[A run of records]
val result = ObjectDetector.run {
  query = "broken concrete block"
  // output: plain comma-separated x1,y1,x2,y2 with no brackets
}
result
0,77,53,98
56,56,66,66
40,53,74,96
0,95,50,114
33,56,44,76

Instructions for the task | Update the items above by replacing "concrete" with "cinder" throughout, leaving everything else unchanged.

Correct result |
val result = ObjectDetector.run {
  query = "broken cinder block"
  // output: plain comma-separated x1,y1,x2,y2 with no brackets
}
result
0,77,53,98
56,56,66,66
40,53,74,96
0,95,50,114
33,56,44,76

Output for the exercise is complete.